_PROBLEM DETAILS_:
Copy out every line from the one containing "pin: the tennis" through the end of the records, adding 3 to each x and y coordinate in the answers.

— START —

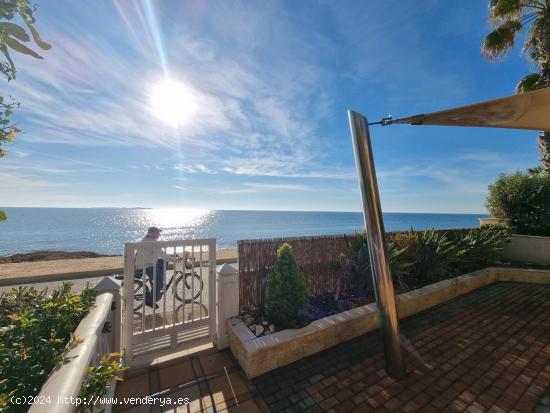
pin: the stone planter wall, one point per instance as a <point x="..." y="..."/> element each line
<point x="529" y="249"/>
<point x="258" y="355"/>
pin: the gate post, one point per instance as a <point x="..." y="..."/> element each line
<point x="128" y="305"/>
<point x="227" y="297"/>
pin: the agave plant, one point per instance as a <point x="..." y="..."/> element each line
<point x="433" y="255"/>
<point x="357" y="258"/>
<point x="482" y="247"/>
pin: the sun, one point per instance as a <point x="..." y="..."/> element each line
<point x="173" y="102"/>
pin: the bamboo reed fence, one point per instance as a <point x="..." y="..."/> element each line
<point x="313" y="255"/>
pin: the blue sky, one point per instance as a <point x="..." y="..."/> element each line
<point x="271" y="82"/>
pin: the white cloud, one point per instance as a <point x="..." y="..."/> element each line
<point x="253" y="187"/>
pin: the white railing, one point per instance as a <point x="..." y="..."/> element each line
<point x="66" y="379"/>
<point x="168" y="300"/>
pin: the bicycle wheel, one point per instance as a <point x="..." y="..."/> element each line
<point x="183" y="290"/>
<point x="138" y="295"/>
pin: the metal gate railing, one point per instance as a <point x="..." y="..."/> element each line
<point x="169" y="296"/>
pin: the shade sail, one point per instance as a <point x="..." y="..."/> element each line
<point x="525" y="111"/>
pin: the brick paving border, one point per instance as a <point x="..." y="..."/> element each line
<point x="486" y="351"/>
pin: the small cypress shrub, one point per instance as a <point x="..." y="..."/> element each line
<point x="286" y="289"/>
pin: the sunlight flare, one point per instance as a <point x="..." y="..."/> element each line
<point x="173" y="102"/>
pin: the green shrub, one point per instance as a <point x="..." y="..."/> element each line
<point x="524" y="199"/>
<point x="99" y="378"/>
<point x="482" y="247"/>
<point x="286" y="288"/>
<point x="35" y="328"/>
<point x="357" y="260"/>
<point x="432" y="255"/>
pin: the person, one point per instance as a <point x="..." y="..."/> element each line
<point x="154" y="259"/>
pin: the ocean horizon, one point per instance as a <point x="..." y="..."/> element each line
<point x="105" y="230"/>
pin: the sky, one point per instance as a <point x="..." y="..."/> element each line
<point x="268" y="85"/>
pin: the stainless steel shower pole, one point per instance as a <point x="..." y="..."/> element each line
<point x="374" y="224"/>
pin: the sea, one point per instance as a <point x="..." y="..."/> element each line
<point x="105" y="230"/>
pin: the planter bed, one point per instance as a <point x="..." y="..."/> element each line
<point x="258" y="355"/>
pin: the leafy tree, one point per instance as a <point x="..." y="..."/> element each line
<point x="524" y="199"/>
<point x="286" y="288"/>
<point x="510" y="17"/>
<point x="12" y="37"/>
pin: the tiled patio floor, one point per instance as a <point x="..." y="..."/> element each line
<point x="486" y="351"/>
<point x="211" y="380"/>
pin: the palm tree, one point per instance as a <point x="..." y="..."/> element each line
<point x="511" y="17"/>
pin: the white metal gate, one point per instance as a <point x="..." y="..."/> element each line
<point x="168" y="303"/>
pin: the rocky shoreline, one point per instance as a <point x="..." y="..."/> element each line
<point x="49" y="256"/>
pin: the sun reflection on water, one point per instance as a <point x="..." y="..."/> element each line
<point x="176" y="223"/>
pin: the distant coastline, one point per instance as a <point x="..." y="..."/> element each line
<point x="104" y="231"/>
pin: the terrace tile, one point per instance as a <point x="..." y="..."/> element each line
<point x="486" y="351"/>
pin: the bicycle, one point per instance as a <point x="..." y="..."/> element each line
<point x="187" y="293"/>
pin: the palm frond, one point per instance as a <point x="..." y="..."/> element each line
<point x="505" y="9"/>
<point x="499" y="41"/>
<point x="528" y="83"/>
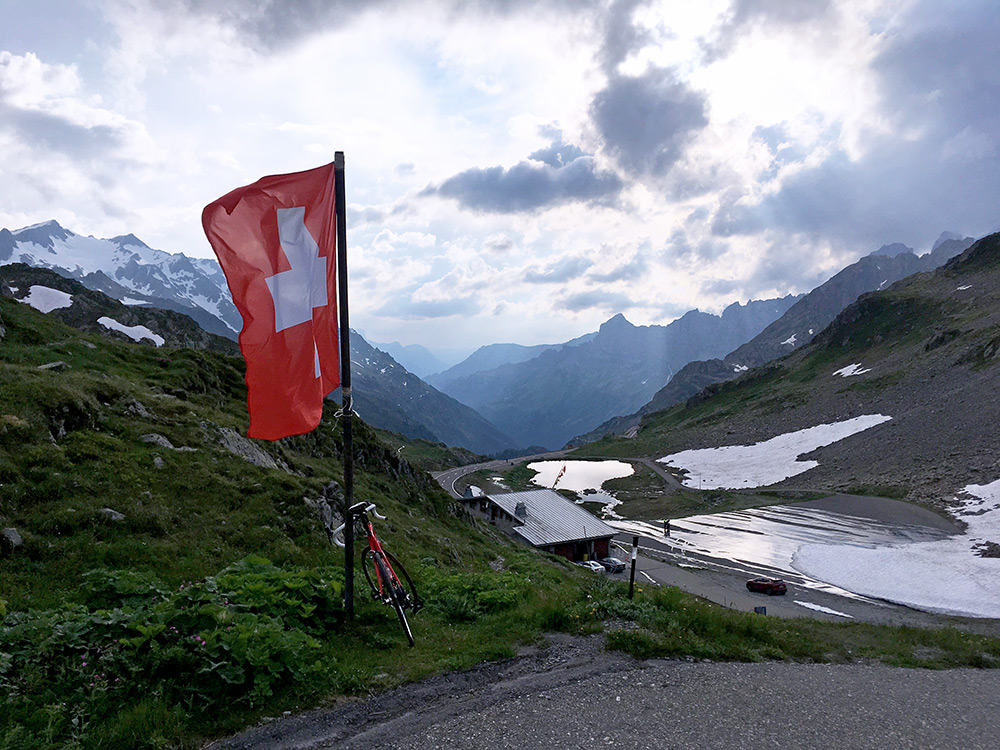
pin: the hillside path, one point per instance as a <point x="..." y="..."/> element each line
<point x="571" y="693"/>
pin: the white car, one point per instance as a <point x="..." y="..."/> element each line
<point x="592" y="565"/>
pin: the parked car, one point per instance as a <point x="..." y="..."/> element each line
<point x="612" y="564"/>
<point x="770" y="586"/>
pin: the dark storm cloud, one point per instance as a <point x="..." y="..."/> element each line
<point x="529" y="186"/>
<point x="559" y="272"/>
<point x="54" y="133"/>
<point x="275" y="25"/>
<point x="941" y="84"/>
<point x="772" y="13"/>
<point x="646" y="121"/>
<point x="557" y="155"/>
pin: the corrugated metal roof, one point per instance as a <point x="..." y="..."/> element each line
<point x="551" y="518"/>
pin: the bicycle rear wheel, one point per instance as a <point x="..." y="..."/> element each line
<point x="391" y="585"/>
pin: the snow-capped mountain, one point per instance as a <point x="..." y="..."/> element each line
<point x="130" y="271"/>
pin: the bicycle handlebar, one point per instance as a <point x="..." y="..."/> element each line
<point x="337" y="535"/>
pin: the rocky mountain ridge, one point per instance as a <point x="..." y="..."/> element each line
<point x="548" y="399"/>
<point x="797" y="327"/>
<point x="127" y="269"/>
<point x="924" y="352"/>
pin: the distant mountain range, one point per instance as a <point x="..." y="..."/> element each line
<point x="390" y="397"/>
<point x="502" y="398"/>
<point x="798" y="326"/>
<point x="924" y="351"/>
<point x="96" y="312"/>
<point x="130" y="271"/>
<point x="565" y="389"/>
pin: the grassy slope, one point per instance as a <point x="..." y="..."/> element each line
<point x="931" y="343"/>
<point x="171" y="625"/>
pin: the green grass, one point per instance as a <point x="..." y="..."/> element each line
<point x="216" y="600"/>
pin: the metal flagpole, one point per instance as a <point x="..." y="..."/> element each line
<point x="340" y="209"/>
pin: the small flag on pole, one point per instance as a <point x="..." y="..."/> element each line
<point x="559" y="476"/>
<point x="276" y="241"/>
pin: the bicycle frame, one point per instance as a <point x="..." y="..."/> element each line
<point x="376" y="547"/>
<point x="386" y="585"/>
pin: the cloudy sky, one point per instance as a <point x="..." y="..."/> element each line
<point x="518" y="170"/>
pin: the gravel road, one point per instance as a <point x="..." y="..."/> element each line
<point x="573" y="694"/>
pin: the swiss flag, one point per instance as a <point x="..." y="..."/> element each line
<point x="276" y="242"/>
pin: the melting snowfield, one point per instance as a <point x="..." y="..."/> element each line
<point x="945" y="576"/>
<point x="761" y="464"/>
<point x="910" y="565"/>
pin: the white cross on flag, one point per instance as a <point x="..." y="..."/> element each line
<point x="276" y="243"/>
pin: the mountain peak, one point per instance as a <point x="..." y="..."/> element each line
<point x="44" y="234"/>
<point x="891" y="251"/>
<point x="945" y="237"/>
<point x="617" y="323"/>
<point x="129" y="239"/>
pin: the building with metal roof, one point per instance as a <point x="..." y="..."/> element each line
<point x="547" y="520"/>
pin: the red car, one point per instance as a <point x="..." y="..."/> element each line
<point x="768" y="586"/>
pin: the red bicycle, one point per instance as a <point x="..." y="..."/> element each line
<point x="386" y="576"/>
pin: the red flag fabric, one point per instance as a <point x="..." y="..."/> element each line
<point x="276" y="243"/>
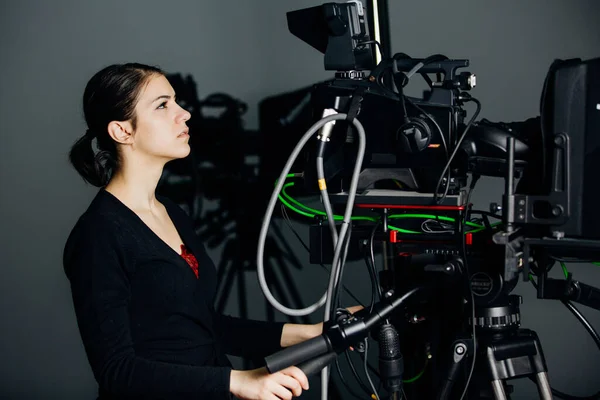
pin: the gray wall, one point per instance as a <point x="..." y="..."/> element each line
<point x="50" y="49"/>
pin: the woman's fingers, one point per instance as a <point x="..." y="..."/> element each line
<point x="298" y="375"/>
<point x="287" y="385"/>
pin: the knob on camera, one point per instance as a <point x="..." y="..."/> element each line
<point x="414" y="136"/>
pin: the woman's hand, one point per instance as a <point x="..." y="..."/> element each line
<point x="297" y="333"/>
<point x="352" y="310"/>
<point x="258" y="384"/>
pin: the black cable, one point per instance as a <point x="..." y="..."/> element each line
<point x="289" y="222"/>
<point x="457" y="147"/>
<point x="365" y="365"/>
<point x="355" y="373"/>
<point x="372" y="254"/>
<point x="466" y="264"/>
<point x="588" y="327"/>
<point x="336" y="294"/>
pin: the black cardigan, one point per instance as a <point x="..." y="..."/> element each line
<point x="148" y="325"/>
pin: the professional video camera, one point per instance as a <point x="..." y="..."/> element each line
<point x="445" y="288"/>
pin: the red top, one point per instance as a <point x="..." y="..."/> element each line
<point x="190" y="258"/>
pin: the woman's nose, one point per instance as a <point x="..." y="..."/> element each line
<point x="184" y="115"/>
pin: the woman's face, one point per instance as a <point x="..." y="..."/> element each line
<point x="161" y="130"/>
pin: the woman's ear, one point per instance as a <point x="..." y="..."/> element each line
<point x="121" y="131"/>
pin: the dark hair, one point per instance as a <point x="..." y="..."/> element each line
<point x="110" y="95"/>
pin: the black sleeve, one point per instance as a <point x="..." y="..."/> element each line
<point x="248" y="338"/>
<point x="95" y="263"/>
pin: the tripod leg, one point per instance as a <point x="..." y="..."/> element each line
<point x="498" y="388"/>
<point x="544" y="388"/>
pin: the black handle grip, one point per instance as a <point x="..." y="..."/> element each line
<point x="297" y="354"/>
<point x="315" y="365"/>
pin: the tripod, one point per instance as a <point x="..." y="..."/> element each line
<point x="503" y="352"/>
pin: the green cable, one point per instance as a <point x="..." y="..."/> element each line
<point x="312" y="213"/>
<point x="436" y="217"/>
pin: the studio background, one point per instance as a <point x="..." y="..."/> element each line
<point x="50" y="49"/>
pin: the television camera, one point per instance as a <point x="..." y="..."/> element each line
<point x="380" y="159"/>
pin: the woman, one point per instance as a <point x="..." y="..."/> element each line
<point x="142" y="284"/>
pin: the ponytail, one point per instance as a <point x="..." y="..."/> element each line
<point x="110" y="95"/>
<point x="94" y="168"/>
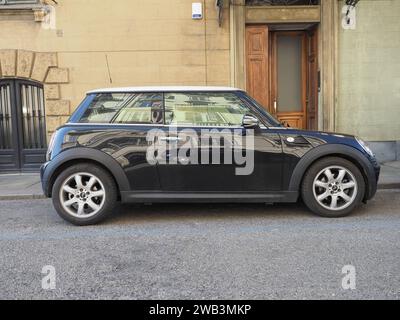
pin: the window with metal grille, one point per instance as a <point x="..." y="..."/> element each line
<point x="6" y="123"/>
<point x="22" y="114"/>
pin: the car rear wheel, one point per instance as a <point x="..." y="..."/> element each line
<point x="333" y="187"/>
<point x="84" y="194"/>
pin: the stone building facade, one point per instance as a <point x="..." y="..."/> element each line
<point x="73" y="46"/>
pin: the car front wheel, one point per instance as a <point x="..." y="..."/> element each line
<point x="333" y="187"/>
<point x="84" y="194"/>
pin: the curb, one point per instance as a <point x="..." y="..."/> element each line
<point x="389" y="186"/>
<point x="386" y="186"/>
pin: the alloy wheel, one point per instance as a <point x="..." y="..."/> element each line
<point x="335" y="188"/>
<point x="82" y="195"/>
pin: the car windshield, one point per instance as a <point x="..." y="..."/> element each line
<point x="273" y="121"/>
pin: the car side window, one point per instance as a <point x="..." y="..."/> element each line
<point x="204" y="109"/>
<point x="129" y="108"/>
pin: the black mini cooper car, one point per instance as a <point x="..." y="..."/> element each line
<point x="197" y="144"/>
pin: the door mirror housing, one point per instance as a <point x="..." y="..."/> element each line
<point x="250" y="121"/>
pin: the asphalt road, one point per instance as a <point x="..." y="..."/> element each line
<point x="202" y="252"/>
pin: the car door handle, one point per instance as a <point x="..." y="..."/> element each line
<point x="171" y="139"/>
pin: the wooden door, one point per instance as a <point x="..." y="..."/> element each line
<point x="312" y="81"/>
<point x="257" y="64"/>
<point x="289" y="77"/>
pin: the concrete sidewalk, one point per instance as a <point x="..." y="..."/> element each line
<point x="27" y="185"/>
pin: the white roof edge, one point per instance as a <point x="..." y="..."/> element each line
<point x="162" y="89"/>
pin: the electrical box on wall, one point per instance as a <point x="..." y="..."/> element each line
<point x="349" y="17"/>
<point x="197" y="10"/>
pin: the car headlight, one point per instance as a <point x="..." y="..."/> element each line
<point x="365" y="147"/>
<point x="50" y="147"/>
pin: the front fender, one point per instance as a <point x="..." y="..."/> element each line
<point x="50" y="168"/>
<point x="339" y="150"/>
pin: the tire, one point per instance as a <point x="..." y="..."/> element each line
<point x="86" y="200"/>
<point x="332" y="193"/>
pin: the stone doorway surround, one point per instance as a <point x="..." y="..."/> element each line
<point x="41" y="67"/>
<point x="326" y="14"/>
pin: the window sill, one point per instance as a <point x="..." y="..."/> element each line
<point x="34" y="12"/>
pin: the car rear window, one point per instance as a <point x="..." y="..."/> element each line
<point x="133" y="108"/>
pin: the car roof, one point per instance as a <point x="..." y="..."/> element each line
<point x="164" y="89"/>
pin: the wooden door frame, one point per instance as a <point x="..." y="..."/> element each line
<point x="274" y="75"/>
<point x="327" y="15"/>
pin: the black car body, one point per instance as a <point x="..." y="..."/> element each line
<point x="282" y="155"/>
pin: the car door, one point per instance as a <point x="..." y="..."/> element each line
<point x="208" y="150"/>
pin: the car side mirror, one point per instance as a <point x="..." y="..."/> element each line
<point x="250" y="121"/>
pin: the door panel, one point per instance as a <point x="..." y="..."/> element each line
<point x="209" y="124"/>
<point x="282" y="74"/>
<point x="257" y="63"/>
<point x="290" y="78"/>
<point x="312" y="85"/>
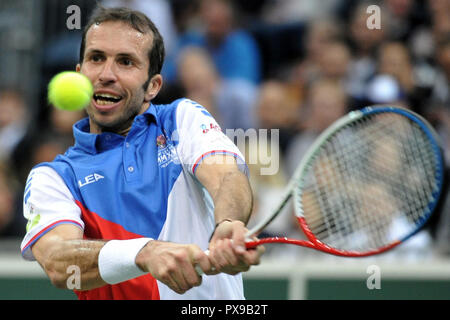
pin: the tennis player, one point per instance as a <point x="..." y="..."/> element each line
<point x="146" y="189"/>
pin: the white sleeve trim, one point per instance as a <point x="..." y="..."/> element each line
<point x="48" y="202"/>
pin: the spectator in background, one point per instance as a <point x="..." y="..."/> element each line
<point x="326" y="102"/>
<point x="335" y="62"/>
<point x="235" y="53"/>
<point x="43" y="141"/>
<point x="320" y="33"/>
<point x="394" y="82"/>
<point x="276" y="109"/>
<point x="12" y="223"/>
<point x="13" y="121"/>
<point x="364" y="43"/>
<point x="231" y="102"/>
<point x="438" y="110"/>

— END —

_EXERCISE ANSWER_:
pin: the tennis player, one point per instance as a <point x="..." y="..."/> element each line
<point x="149" y="192"/>
pin: the white sleeve trim, one point per instance as a <point x="..." y="..."/> element each line
<point x="51" y="205"/>
pin: the spectator in background, one point per instance as a <point x="..." y="..."/> element each line
<point x="329" y="105"/>
<point x="338" y="65"/>
<point x="238" y="56"/>
<point x="46" y="144"/>
<point x="323" y="36"/>
<point x="397" y="85"/>
<point x="279" y="112"/>
<point x="15" y="226"/>
<point x="16" y="124"/>
<point x="367" y="46"/>
<point x="234" y="105"/>
<point x="441" y="113"/>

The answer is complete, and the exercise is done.